▸ ARBEITSANWEISUNG A
Zwischen welchen beiden Orten verläuft laut dem Übungstext die diesjährige Etappe auf dem Camino de Santiago?
▸ ARBEITSANWEISUNG B
Wiederholen Sie aus dem Übungstext wörtlich alles von "Als ich in St" bis hinunter zu "gehörte zur Familie.".

▸ ÜBUNGSTEXT
——

Auf Ein Wort Frank Göbel Wo man euch aufnimmt

Hilden · Auf meiner diesjährigen Etappe auf dem Camino de Santiago, der mich von Conques nach Saint-Jean-Pied-de-Port führt, hatte ich ein Dejavu:

 Frank Göbel, Pastoralreferent in Hilden.

Frank Göbel, Pastoralreferent in Hilden.

Foto: ola

Als ich in St Jean mittags zur Unterkunft kam, begrüßte man mich mit den Worten: "Komm rein, setz dich, das Essen ist fertig." - Wohlgemerkt: Ich kam als völlig Fremder, unangekündigt - und wurde empfangen wie der beste Freund. Mein Aufenthalt in der Gite überbot das Gefühl noch: Ich gehörte zur Familie.

——

▸ DATENSÄTZE
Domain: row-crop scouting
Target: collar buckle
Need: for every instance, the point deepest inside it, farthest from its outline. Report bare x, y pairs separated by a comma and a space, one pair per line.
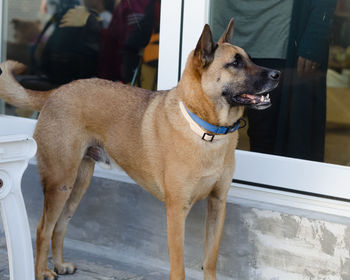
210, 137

——

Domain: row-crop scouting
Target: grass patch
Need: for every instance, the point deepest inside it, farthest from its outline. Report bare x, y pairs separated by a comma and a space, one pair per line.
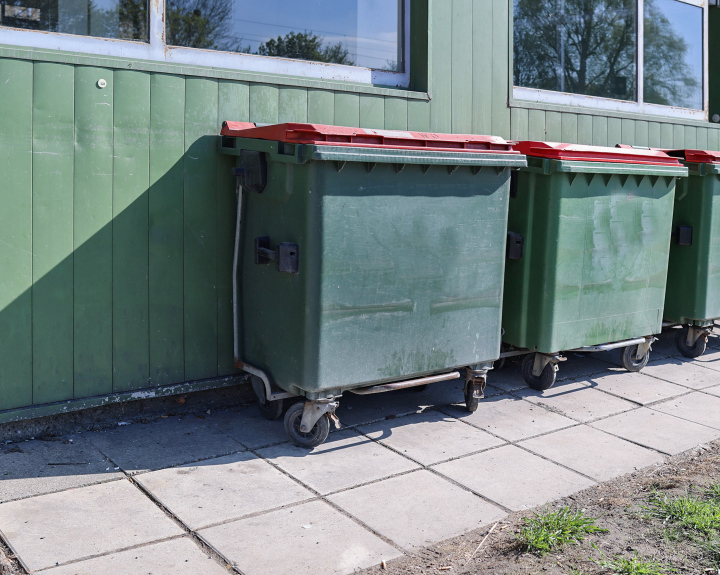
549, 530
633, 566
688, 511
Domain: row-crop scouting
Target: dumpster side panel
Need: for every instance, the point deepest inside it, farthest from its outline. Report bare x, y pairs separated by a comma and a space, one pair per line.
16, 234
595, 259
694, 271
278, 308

——

▸ LÖSUNG A
Von Conques nach Saint-Jean-Pied-de-Port.

▸ LÖSUNG B
Als ich in St Jean mittags zur Unterkunft kam, begrüßte man mich mit den Worten: "Komm rein, setz dich, das Essen ist fertig." - Wohlgemerkt: Ich kam als völlig Fremder, unangekündigt - und wurde empfangen wie der beste Freund. Mein Aufenthalt in der Gite überbot das Gefühl noch: Ich gehörte zur Familie.